§ **EXERCISE BRIEF**
Set the listing down again exactly, please, apart from its pictures.

§ **RAW RECORDS**
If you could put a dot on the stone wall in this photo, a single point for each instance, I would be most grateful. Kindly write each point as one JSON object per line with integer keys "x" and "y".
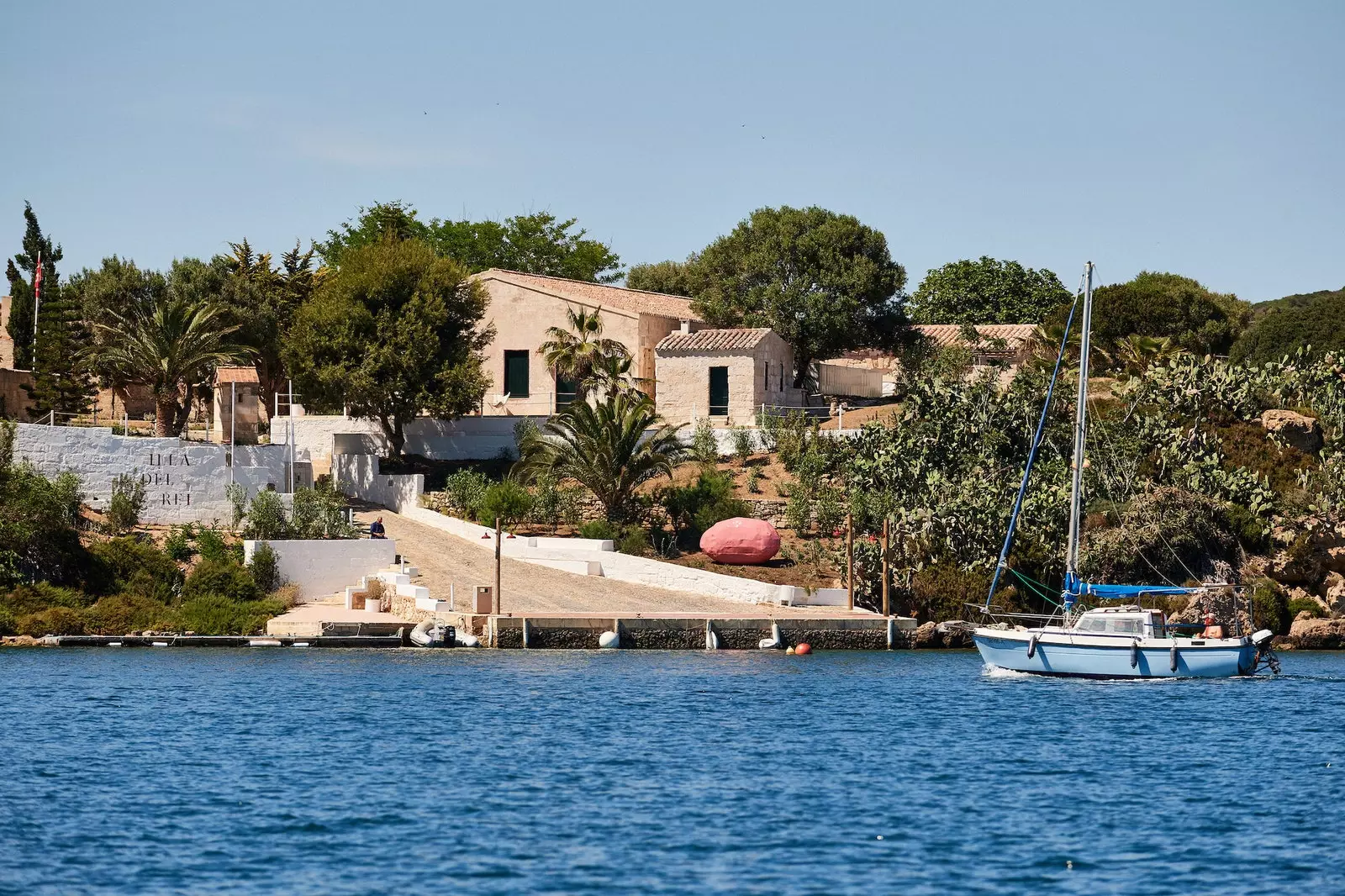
{"x": 322, "y": 568}
{"x": 185, "y": 481}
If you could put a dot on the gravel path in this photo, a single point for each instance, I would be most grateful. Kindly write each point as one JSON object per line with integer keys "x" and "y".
{"x": 528, "y": 588}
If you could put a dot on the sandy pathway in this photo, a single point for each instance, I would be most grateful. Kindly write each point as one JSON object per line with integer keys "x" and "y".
{"x": 528, "y": 588}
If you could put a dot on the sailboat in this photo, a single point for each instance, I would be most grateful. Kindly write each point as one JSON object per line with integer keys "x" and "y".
{"x": 1107, "y": 642}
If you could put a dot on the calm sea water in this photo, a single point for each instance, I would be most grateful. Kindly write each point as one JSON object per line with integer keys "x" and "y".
{"x": 264, "y": 771}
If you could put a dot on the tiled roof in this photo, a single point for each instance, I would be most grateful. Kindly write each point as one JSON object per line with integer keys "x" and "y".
{"x": 235, "y": 374}
{"x": 598, "y": 295}
{"x": 945, "y": 335}
{"x": 737, "y": 340}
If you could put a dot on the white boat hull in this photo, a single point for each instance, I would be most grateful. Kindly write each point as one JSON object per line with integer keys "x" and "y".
{"x": 1062, "y": 653}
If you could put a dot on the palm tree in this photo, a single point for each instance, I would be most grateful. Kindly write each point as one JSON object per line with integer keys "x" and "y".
{"x": 578, "y": 351}
{"x": 171, "y": 345}
{"x": 605, "y": 448}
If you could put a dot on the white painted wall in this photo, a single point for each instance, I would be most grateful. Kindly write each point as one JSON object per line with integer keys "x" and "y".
{"x": 466, "y": 439}
{"x": 322, "y": 568}
{"x": 185, "y": 481}
{"x": 358, "y": 477}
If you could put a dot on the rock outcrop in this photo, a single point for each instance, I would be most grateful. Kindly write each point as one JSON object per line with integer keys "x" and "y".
{"x": 1295, "y": 430}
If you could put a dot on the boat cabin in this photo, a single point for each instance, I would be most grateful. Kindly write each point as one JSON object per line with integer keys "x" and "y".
{"x": 1131, "y": 620}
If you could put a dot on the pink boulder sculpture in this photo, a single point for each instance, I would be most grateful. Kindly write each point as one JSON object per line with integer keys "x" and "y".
{"x": 740, "y": 541}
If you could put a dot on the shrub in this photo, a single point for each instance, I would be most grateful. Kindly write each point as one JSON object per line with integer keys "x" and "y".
{"x": 508, "y": 501}
{"x": 798, "y": 513}
{"x": 225, "y": 579}
{"x": 464, "y": 493}
{"x": 696, "y": 508}
{"x": 120, "y": 561}
{"x": 178, "y": 544}
{"x": 829, "y": 512}
{"x": 266, "y": 569}
{"x": 55, "y": 620}
{"x": 217, "y": 615}
{"x": 705, "y": 447}
{"x": 128, "y": 499}
{"x": 755, "y": 481}
{"x": 124, "y": 614}
{"x": 600, "y": 529}
{"x": 1304, "y": 604}
{"x": 741, "y": 443}
{"x": 266, "y": 519}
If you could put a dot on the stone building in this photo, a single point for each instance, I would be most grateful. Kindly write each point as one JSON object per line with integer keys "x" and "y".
{"x": 724, "y": 374}
{"x": 235, "y": 409}
{"x": 524, "y": 307}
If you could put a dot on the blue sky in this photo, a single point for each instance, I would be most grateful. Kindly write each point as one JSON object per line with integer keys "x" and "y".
{"x": 1197, "y": 138}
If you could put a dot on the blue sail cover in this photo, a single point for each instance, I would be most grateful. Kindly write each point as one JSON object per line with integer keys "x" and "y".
{"x": 1076, "y": 588}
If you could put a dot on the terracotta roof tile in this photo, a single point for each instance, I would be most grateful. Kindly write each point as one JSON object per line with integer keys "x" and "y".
{"x": 736, "y": 340}
{"x": 599, "y": 295}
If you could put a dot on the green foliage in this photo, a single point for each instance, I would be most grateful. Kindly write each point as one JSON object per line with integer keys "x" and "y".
{"x": 464, "y": 493}
{"x": 266, "y": 568}
{"x": 178, "y": 544}
{"x": 20, "y": 271}
{"x": 599, "y": 529}
{"x": 128, "y": 499}
{"x": 609, "y": 447}
{"x": 508, "y": 501}
{"x": 1170, "y": 533}
{"x": 988, "y": 293}
{"x": 217, "y": 615}
{"x": 1286, "y": 326}
{"x": 40, "y": 521}
{"x": 798, "y": 513}
{"x": 824, "y": 282}
{"x": 121, "y": 564}
{"x": 393, "y": 333}
{"x": 693, "y": 509}
{"x": 741, "y": 444}
{"x": 705, "y": 447}
{"x": 266, "y": 519}
{"x": 225, "y": 579}
{"x": 1163, "y": 304}
{"x": 670, "y": 277}
{"x": 1304, "y": 606}
{"x": 537, "y": 242}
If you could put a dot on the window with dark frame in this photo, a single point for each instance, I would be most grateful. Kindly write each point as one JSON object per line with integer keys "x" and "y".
{"x": 515, "y": 373}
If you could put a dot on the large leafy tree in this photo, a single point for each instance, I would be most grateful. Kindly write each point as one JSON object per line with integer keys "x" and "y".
{"x": 1288, "y": 324}
{"x": 540, "y": 242}
{"x": 672, "y": 277}
{"x": 988, "y": 293}
{"x": 262, "y": 299}
{"x": 20, "y": 271}
{"x": 392, "y": 333}
{"x": 171, "y": 346}
{"x": 824, "y": 282}
{"x": 1165, "y": 304}
{"x": 609, "y": 447}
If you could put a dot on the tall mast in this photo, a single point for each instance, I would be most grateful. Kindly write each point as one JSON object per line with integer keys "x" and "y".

§ **IN RESPONSE**
If you could put a dot on the stone wall in this photo, a single point for each instance, I would be most grateful. Kindly write each point as one JSON object per line with integer keys "x" and "y".
{"x": 322, "y": 568}
{"x": 185, "y": 481}
If you could put a dot on the gravel path in this photo, a single point for each instance, I would be most grateful. Kindly write each point as one JSON object per line with integer keys "x" and "y".
{"x": 528, "y": 588}
If you could put a dot on the sandy pathway in this photo, a single point for each instance, I would be most grateful. Kindly write each point as one JSON object per line with integer keys "x" and "y".
{"x": 528, "y": 588}
If you could put a dot on the sailboat in this photo, a single point for each instance, I would be most grateful. Kindly write each point as one JSON object per line with integer keys "x" and "y".
{"x": 1107, "y": 642}
If you could put a dot on the calm sea water in this photo, a single point for each instance, I would be most grateful. Kindly write each point as one JSON object per line with integer keys "x" and "y".
{"x": 264, "y": 771}
If you could put a dot on the tiled roof in this photo, a single point for each instance, I would be most grateful. Kindly write each point as one JSON object per line with integer keys "x" and "y".
{"x": 235, "y": 374}
{"x": 598, "y": 295}
{"x": 945, "y": 335}
{"x": 737, "y": 340}
If you could put a dot on the white boat hull in this photo, a single point for each instance, I would be most grateful. Kindly write each point as one JSON object per line with integer keys "x" and "y".
{"x": 1062, "y": 653}
If you could put a dot on the palm tree in this photo, a single point for each instance, I would be most grateful. Kindly write each point as one JSON object per line with integer keys "x" and "y".
{"x": 578, "y": 351}
{"x": 171, "y": 345}
{"x": 605, "y": 448}
If you could put a dot on the white painted wall in this photo, a single point for each instance, I would be most grateful. Kindly write each point as one JSON object per line with integer keys "x" and "y".
{"x": 466, "y": 439}
{"x": 322, "y": 568}
{"x": 185, "y": 481}
{"x": 358, "y": 477}
If you could put a dot on the rock outcrop in this photo, a single point for each instance, I would be most grateful. Kindly write each point as one JSON object per line with integer keys "x" and "y".
{"x": 1295, "y": 430}
If you could put a dot on the boat cabin in this photo, a single point for each instance, I would be most grateful. Kindly write each point as one JSON object per line with integer keys "x" and "y".
{"x": 1131, "y": 620}
If you could put a dot on the pink boulder sculpture in this photo, a single point for each instance, I would be most grateful. Kindly write each point as one JSON object per line with integer keys "x" and "y".
{"x": 740, "y": 541}
If you could put a dot on the shrub in this photo, a single point for each instance, I would be most grateful. Kindly write each point as one JSON object per line with integer keys "x" and "y".
{"x": 508, "y": 501}
{"x": 798, "y": 513}
{"x": 225, "y": 579}
{"x": 464, "y": 493}
{"x": 696, "y": 508}
{"x": 120, "y": 561}
{"x": 178, "y": 544}
{"x": 829, "y": 512}
{"x": 266, "y": 569}
{"x": 55, "y": 620}
{"x": 217, "y": 615}
{"x": 705, "y": 447}
{"x": 128, "y": 499}
{"x": 755, "y": 481}
{"x": 124, "y": 614}
{"x": 600, "y": 529}
{"x": 1304, "y": 604}
{"x": 741, "y": 443}
{"x": 266, "y": 519}
If you could put a dot on the stone building in this photo, a single point for each instance, I would be most grateful. Kindly write each point as one JSON object per line with integer keys "x" and "y".
{"x": 724, "y": 374}
{"x": 235, "y": 409}
{"x": 524, "y": 307}
If you could put a dot on the blue sky in this photo, a single point for each instance, I would be most grateful. Kindly write each point as one JSON object per line with integer keys "x" and "y".
{"x": 1197, "y": 138}
If you could put a dot on the blue sail cover in this photo, a single point for each instance, I would be most grateful. Kindly write each point as one JSON object per line with integer keys "x" and "y".
{"x": 1076, "y": 588}
If you could put a dot on the terracotta roof tile in this photo, a single point for each instance, I would be most grateful. Kindly write each point as one JSON object per line with integer keys "x" and "y".
{"x": 736, "y": 340}
{"x": 599, "y": 295}
If you could put a dot on the green foliage in this photo, a single point for each instance, I would be most grateful. Kindly write each point as one JSON object per line with integer keys "x" and "y".
{"x": 464, "y": 493}
{"x": 266, "y": 568}
{"x": 178, "y": 544}
{"x": 20, "y": 271}
{"x": 599, "y": 529}
{"x": 128, "y": 499}
{"x": 609, "y": 447}
{"x": 508, "y": 501}
{"x": 1170, "y": 533}
{"x": 988, "y": 293}
{"x": 217, "y": 615}
{"x": 1286, "y": 326}
{"x": 40, "y": 521}
{"x": 798, "y": 513}
{"x": 824, "y": 282}
{"x": 121, "y": 564}
{"x": 393, "y": 333}
{"x": 693, "y": 509}
{"x": 741, "y": 444}
{"x": 705, "y": 447}
{"x": 266, "y": 519}
{"x": 225, "y": 579}
{"x": 1163, "y": 304}
{"x": 670, "y": 277}
{"x": 1304, "y": 606}
{"x": 537, "y": 242}
If you could put a dot on the window with dark frame in this photo, a single point for each instance, I would be most grateful. Kindly write each point as one JSON object per line with integer keys "x" and "y".
{"x": 515, "y": 373}
If you could put a dot on the large leafy tree in this photo, a single point for each instance, I would be most grateful. Kindly write each point as one JSON object per line with integer keys "x" and "y".
{"x": 1288, "y": 324}
{"x": 540, "y": 242}
{"x": 672, "y": 277}
{"x": 988, "y": 293}
{"x": 262, "y": 299}
{"x": 20, "y": 271}
{"x": 392, "y": 333}
{"x": 171, "y": 346}
{"x": 824, "y": 282}
{"x": 1165, "y": 304}
{"x": 609, "y": 447}
If you could put a dot on the tall mast in this photo, a single point for each instance, I would be most grateful. Kindly write each point as one JSON object per line with integer keys "x" and "y".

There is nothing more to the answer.